• **TASK TO COMPLETE**
Copy out the lines below word for word, omitting the pictures.

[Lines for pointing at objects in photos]
----------------------------------------

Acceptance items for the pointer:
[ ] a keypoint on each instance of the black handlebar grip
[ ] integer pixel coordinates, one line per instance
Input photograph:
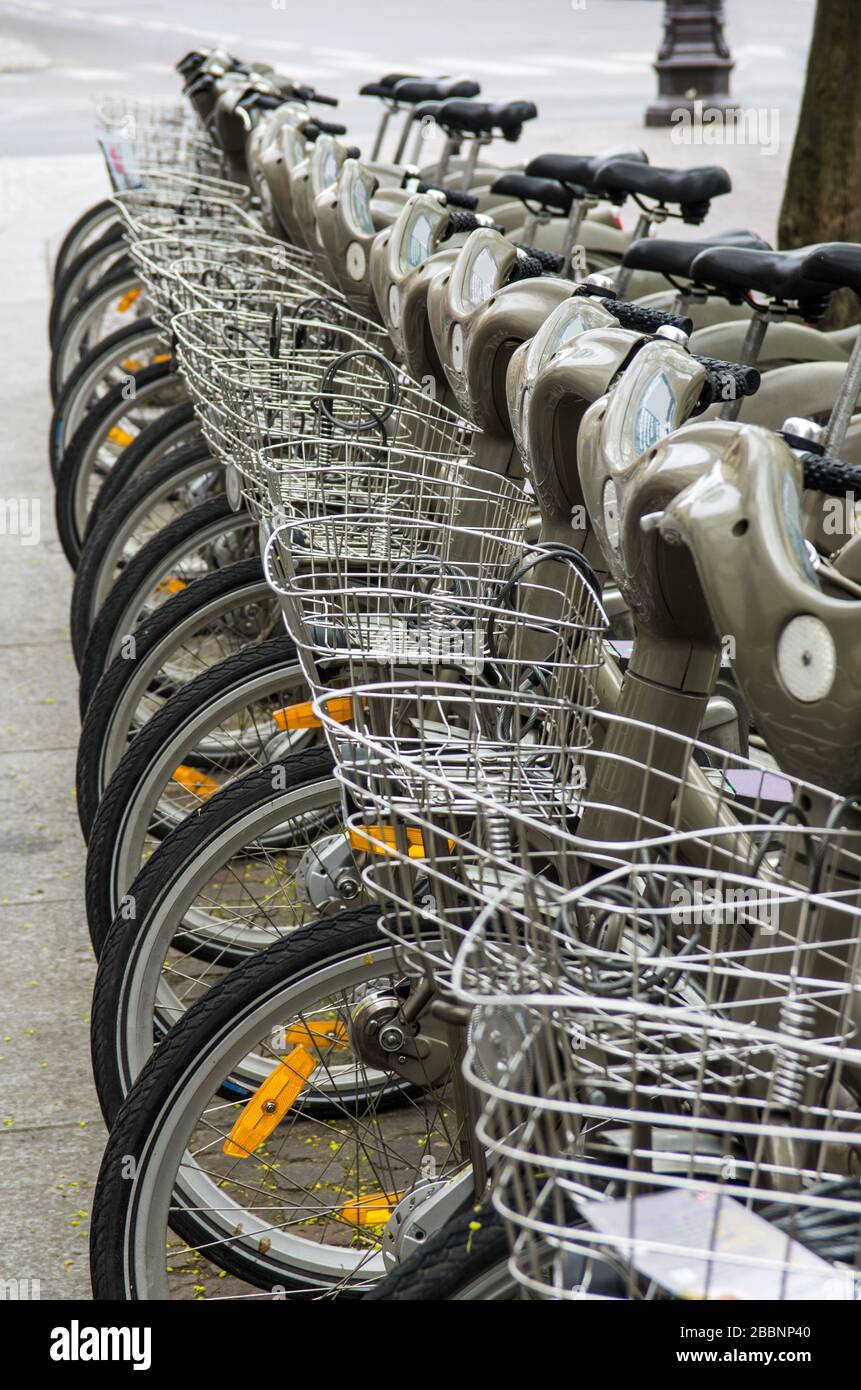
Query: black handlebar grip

----------------------------------------

• **EXERCISE RESPONSE**
Acceptance items for the pointer:
[ ] a keypoint on each instance of the black handlebar grip
[ ] integer pixel coordinates, one line per instance
Input photograph:
Query: black handlebar grip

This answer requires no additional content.